WHAT TO DO: Please rewrite the lines from the one containing "Definition first: for each instance of the brown" up to and including the last line, replacing "keypoint" with "anchor point" and leaving everything else unchanged.
--- start RAW RECORDS ---
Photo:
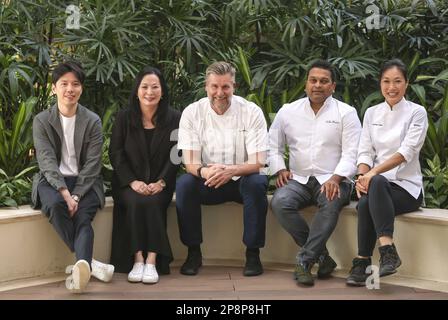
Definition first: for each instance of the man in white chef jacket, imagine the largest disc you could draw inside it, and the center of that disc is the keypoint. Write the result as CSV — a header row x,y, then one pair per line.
x,y
322,134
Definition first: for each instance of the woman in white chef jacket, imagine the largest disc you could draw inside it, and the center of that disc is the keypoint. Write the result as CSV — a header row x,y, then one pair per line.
x,y
389,180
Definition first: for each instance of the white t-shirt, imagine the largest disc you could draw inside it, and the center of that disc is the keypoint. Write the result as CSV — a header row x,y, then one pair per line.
x,y
401,129
69,164
225,139
320,145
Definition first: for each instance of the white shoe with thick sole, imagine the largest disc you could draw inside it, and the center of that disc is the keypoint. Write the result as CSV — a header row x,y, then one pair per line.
x,y
136,274
78,280
102,271
150,274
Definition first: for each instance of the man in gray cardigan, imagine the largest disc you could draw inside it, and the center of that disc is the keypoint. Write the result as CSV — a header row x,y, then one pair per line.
x,y
68,188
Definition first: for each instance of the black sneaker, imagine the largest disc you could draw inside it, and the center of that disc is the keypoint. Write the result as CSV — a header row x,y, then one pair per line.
x,y
326,266
303,274
253,265
358,275
389,260
193,263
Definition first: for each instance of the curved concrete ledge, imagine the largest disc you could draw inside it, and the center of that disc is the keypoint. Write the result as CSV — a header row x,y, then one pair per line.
x,y
29,246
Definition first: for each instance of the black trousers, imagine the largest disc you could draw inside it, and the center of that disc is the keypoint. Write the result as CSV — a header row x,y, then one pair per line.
x,y
76,231
377,211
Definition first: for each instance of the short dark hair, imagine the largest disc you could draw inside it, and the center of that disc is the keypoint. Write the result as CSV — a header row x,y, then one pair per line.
x,y
162,110
323,64
66,67
394,63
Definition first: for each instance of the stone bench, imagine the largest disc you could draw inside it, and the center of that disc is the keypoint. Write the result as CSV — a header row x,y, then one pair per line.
x,y
29,247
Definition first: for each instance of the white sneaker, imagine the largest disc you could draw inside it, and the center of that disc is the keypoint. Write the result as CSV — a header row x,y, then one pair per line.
x,y
78,280
150,274
136,274
102,271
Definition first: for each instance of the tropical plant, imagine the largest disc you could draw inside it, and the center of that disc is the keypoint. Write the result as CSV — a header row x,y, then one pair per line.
x,y
15,190
436,184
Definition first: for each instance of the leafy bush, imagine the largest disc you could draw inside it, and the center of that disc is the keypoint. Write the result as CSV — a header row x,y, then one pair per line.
x,y
436,184
16,190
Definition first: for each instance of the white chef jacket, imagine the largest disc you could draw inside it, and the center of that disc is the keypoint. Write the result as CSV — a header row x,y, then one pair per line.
x,y
389,130
320,145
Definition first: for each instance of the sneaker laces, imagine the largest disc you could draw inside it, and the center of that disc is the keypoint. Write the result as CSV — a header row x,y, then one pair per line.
x,y
359,265
389,258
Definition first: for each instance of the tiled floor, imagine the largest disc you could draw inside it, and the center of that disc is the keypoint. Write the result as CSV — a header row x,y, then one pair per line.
x,y
222,283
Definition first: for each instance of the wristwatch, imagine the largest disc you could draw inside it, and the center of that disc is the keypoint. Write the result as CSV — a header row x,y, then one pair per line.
x,y
162,183
199,171
75,197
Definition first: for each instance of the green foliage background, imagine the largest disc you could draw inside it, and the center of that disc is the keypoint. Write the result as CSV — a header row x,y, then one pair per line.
x,y
270,41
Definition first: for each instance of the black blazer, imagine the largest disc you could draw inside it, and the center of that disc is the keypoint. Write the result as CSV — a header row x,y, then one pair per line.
x,y
129,155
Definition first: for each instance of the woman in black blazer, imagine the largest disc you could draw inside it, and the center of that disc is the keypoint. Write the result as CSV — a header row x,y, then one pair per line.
x,y
143,137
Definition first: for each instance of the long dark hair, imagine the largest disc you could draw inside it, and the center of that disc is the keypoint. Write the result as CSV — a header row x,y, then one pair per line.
x,y
159,117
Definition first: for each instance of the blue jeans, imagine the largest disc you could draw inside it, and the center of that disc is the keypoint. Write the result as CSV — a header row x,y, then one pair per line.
x,y
288,200
249,190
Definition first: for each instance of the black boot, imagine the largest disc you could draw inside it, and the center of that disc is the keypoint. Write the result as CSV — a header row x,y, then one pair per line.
x,y
194,261
303,275
326,266
253,265
358,275
389,260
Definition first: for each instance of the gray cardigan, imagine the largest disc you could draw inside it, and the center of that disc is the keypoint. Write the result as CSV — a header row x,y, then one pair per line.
x,y
47,134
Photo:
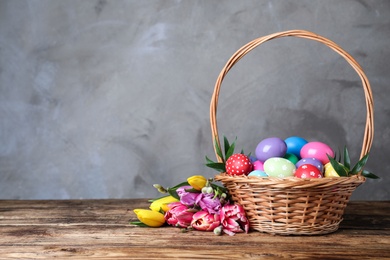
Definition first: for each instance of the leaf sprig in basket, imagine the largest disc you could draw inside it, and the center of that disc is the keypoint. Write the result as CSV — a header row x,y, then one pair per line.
x,y
343,169
232,163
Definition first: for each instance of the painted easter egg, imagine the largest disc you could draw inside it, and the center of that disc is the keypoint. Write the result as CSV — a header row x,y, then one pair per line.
x,y
307,171
258,173
330,171
317,150
291,157
295,144
279,167
270,147
313,161
257,165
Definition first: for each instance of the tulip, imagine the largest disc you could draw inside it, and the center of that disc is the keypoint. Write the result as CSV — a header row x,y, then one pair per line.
x,y
202,220
233,219
162,203
178,215
209,202
187,198
150,218
197,181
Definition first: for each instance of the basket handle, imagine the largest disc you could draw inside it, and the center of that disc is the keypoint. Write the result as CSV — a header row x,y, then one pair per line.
x,y
369,128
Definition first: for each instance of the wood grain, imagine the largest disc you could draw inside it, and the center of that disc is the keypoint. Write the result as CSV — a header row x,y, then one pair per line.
x,y
101,229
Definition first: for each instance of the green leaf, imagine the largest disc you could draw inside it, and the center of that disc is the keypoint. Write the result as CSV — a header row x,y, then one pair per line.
x,y
184,183
172,191
370,175
347,160
230,151
217,166
138,223
359,166
192,190
151,200
174,194
208,160
218,149
226,145
341,171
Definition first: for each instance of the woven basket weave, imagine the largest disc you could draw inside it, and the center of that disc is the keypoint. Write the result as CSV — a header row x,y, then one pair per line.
x,y
293,206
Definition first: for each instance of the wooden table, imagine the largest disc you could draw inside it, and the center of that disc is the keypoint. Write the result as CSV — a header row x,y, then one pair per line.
x,y
101,229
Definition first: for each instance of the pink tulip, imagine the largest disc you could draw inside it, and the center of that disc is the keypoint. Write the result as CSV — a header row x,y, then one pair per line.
x,y
202,220
187,198
178,215
208,203
233,219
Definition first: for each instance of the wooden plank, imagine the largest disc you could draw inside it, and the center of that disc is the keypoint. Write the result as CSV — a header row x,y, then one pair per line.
x,y
101,229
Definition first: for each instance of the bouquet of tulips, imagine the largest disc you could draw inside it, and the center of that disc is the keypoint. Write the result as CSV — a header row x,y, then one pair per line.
x,y
196,204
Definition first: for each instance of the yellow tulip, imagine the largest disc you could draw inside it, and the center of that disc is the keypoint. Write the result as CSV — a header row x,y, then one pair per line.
x,y
197,181
150,218
162,203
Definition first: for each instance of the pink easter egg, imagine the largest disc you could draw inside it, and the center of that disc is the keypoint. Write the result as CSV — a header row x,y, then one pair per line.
x,y
317,150
258,165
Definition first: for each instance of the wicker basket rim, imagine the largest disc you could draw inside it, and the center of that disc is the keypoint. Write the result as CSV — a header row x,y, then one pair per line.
x,y
241,52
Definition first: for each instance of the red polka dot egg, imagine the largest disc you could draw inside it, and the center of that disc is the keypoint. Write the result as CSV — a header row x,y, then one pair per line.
x,y
307,171
238,164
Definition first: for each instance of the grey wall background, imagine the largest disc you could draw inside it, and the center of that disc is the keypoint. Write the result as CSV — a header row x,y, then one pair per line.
x,y
101,99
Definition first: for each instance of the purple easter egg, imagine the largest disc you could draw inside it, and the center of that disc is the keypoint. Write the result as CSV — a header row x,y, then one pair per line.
x,y
257,165
313,161
270,147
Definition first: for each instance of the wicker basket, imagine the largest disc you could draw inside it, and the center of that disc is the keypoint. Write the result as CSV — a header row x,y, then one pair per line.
x,y
293,206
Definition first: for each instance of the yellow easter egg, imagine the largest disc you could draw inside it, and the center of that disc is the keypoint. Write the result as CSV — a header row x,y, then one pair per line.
x,y
329,171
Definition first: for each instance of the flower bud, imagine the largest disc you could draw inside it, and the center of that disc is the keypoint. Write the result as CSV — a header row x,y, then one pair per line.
x,y
197,181
162,203
218,230
160,188
149,217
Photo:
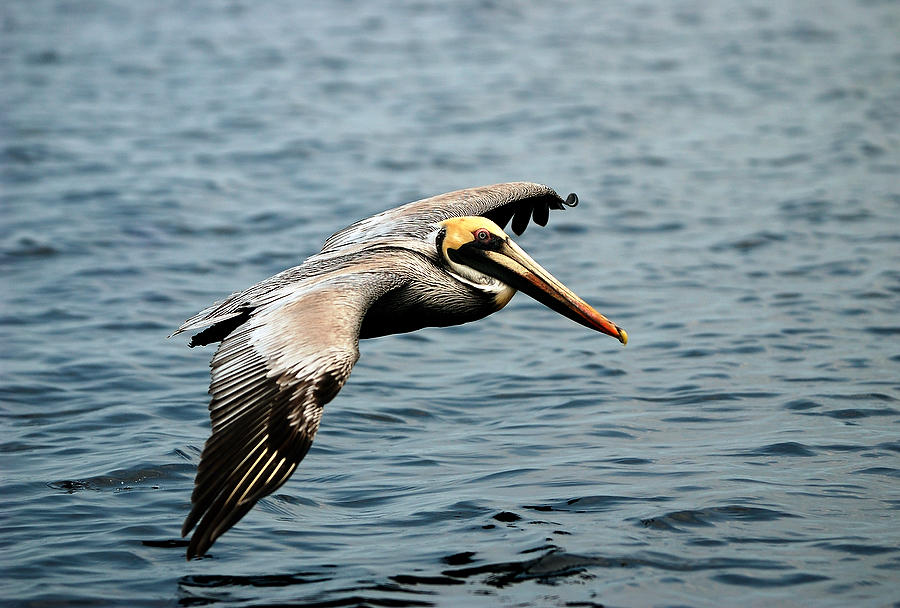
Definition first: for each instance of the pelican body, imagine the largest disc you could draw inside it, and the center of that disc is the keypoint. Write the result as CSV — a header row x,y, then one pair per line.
x,y
289,342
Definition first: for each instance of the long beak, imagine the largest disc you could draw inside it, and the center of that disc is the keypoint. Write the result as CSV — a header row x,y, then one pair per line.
x,y
514,267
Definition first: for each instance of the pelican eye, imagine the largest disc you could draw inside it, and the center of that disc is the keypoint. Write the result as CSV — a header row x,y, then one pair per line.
x,y
482,236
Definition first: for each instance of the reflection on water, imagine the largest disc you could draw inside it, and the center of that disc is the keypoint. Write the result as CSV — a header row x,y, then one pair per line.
x,y
737,169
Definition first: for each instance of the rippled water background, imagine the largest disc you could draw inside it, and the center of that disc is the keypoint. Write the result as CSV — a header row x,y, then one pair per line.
x,y
738,165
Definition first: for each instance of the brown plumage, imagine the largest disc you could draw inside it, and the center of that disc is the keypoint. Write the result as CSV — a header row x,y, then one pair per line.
x,y
289,342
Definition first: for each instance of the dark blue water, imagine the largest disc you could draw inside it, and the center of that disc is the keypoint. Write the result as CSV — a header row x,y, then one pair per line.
x,y
738,165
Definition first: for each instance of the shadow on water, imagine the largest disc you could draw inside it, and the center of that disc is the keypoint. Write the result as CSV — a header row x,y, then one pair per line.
x,y
553,565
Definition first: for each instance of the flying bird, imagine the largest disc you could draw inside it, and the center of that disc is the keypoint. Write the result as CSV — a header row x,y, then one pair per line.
x,y
289,342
--- end RAW RECORDS ---
THE OUTPUT:
Definition first: for each instance of the brown plumage, imagine the largest disc you could draw inside it, and the center of that disc is the anchor point. Write the result as CSV — a header row x,y, then one pair per line.
x,y
289,342
Definition first: for each instance of the dark blue water, imagine the largest disc you could draw inside it, and the center of that disc is the anchor point. Write the result as CSV — a header row x,y, then one pair per line.
x,y
738,165
Definition first: for each instance of the shadow on water, imagine the largest disc you could draw inside it, and the center of that disc is the anchor point. Write the result as CSV — a header row x,y, then one pair per line.
x,y
553,565
Definition first: for each instance of the flying bird, imagine the largest disc you could draw inside it, and the center of that disc is the anchor point. Write the result as CSV — a header row x,y, then one pair per line.
x,y
289,342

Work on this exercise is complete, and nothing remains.